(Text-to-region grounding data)
============
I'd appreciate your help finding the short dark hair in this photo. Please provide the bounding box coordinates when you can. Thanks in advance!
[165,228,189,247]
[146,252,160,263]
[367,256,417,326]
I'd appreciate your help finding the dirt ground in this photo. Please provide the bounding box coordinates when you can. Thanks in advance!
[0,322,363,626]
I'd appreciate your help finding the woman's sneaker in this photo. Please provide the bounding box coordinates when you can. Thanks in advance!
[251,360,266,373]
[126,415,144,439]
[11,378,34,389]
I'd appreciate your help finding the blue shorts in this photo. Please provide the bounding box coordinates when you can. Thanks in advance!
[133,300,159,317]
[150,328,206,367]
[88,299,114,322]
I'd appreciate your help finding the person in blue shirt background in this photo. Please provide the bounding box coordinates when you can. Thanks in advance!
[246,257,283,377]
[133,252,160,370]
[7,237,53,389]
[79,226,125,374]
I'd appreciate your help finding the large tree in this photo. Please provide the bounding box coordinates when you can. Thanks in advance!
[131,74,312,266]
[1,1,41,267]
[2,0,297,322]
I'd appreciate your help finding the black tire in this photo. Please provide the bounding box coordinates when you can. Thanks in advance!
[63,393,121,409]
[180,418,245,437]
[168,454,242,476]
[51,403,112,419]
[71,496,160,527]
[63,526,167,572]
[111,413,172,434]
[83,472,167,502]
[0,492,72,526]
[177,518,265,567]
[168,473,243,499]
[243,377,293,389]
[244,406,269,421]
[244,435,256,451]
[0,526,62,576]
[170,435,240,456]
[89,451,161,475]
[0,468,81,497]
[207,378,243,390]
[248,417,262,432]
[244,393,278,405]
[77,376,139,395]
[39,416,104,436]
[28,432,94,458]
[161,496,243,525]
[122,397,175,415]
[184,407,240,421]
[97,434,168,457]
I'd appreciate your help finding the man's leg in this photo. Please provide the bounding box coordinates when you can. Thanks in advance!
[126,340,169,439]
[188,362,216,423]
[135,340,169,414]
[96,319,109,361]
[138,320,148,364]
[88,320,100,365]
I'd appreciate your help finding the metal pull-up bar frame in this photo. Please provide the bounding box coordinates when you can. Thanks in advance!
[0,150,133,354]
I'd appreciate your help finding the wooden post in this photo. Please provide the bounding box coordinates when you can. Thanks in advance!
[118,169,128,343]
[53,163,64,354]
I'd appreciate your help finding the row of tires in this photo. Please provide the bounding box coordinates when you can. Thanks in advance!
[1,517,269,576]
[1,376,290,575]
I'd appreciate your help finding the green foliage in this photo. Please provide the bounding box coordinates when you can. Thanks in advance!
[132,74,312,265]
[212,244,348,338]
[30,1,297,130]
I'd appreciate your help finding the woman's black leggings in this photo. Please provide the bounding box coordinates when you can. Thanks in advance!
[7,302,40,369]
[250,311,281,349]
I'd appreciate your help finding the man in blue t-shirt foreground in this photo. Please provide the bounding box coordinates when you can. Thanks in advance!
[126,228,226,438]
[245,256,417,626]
============
■ **How to complete this task**:
Please print the data above exactly as it appears.

■ **Finished exercise**:
I'd appreciate your help finding the short dark hair in this photo. Please provide the bounding box coordinates when you can. Thanks in advance!
[165,228,189,247]
[146,252,160,263]
[367,256,417,326]
I'd appreciate your help finding the dirt ground in this photo. Please provide the bounding box coordinates when you can. Thanks in advance!
[0,322,363,626]
I'd appreciate your help finding the woman's sneaker in this photo. Please provide the bounding box coordinates when you can. Thanks in advance!
[251,360,266,373]
[126,415,144,439]
[11,378,34,389]
I'd appreciate your help finding the blue shorts in this photo. Please provide the bounding box coordinates when you can. Thanks in advance!
[133,300,159,317]
[150,328,206,367]
[88,299,114,322]
I'd appreciate your help finding the person in blue shirt background in this photo. Please provide the bounding box coordinates when you can. Thanks in advance!
[246,257,283,377]
[133,252,160,370]
[7,237,53,389]
[79,226,125,374]
I'd appreciate your help finding the large tree in this photo. Please provide the bounding box coordinates when you can. Thanks in advance!
[131,74,312,266]
[1,1,41,267]
[2,0,297,322]
I'd appreciate your help finding the black tire in this photo. Please provide the bounding box coordinates when you can. Thanks in advance!
[63,393,121,409]
[180,418,245,437]
[168,454,242,476]
[51,403,112,419]
[71,496,160,527]
[63,526,167,572]
[111,413,172,434]
[83,472,167,502]
[0,492,72,526]
[177,518,265,567]
[168,473,243,499]
[243,377,293,389]
[244,406,269,421]
[244,435,256,451]
[0,526,62,576]
[170,435,240,456]
[89,451,161,475]
[0,468,81,497]
[207,378,243,390]
[248,417,262,432]
[244,393,278,405]
[77,376,139,395]
[39,416,104,436]
[28,432,94,458]
[161,496,243,525]
[122,397,175,415]
[184,407,240,421]
[97,434,168,457]
I'd appreciate your help finding the man's leg in this photo. Please provide the bounding box coordinates when you can. Thanks in advance!
[126,340,169,439]
[188,362,216,423]
[135,340,169,414]
[96,319,109,361]
[138,320,148,364]
[88,320,100,365]
I'd appreciate your help finding the metal pull-up bar frame in this photo. Please provide the bounding box coordinates when you can. Thanks in advance!
[0,150,133,354]
I'd appreciate your help finding the wooden post in this photo. Please provide the bounding box coordinates when you can. Thanks in advance!
[118,169,128,343]
[53,163,64,354]
I'd appreciate your help finding the row of tires in this photo. Please provide the bounding box coordinates when you can. Thanks in advance!
[1,517,269,576]
[1,376,290,575]
I'd appreciate your help finding the green foliage in this photo. Please provide the bounding box coordinates when you can. Thanks in advance!
[132,74,312,265]
[212,244,348,338]
[30,1,297,130]
I'd appreciate your help finding the woman's black leggings in this photo. Please provide the bounding box coordinates when you can. Thanks in advance!
[7,302,40,369]
[250,311,281,349]
I'd appreciate your help finding the man in blue t-shirt foreground in this photo. Please provide the bounding box coordinates when you can. Thanks in advance!
[126,228,226,438]
[245,256,417,626]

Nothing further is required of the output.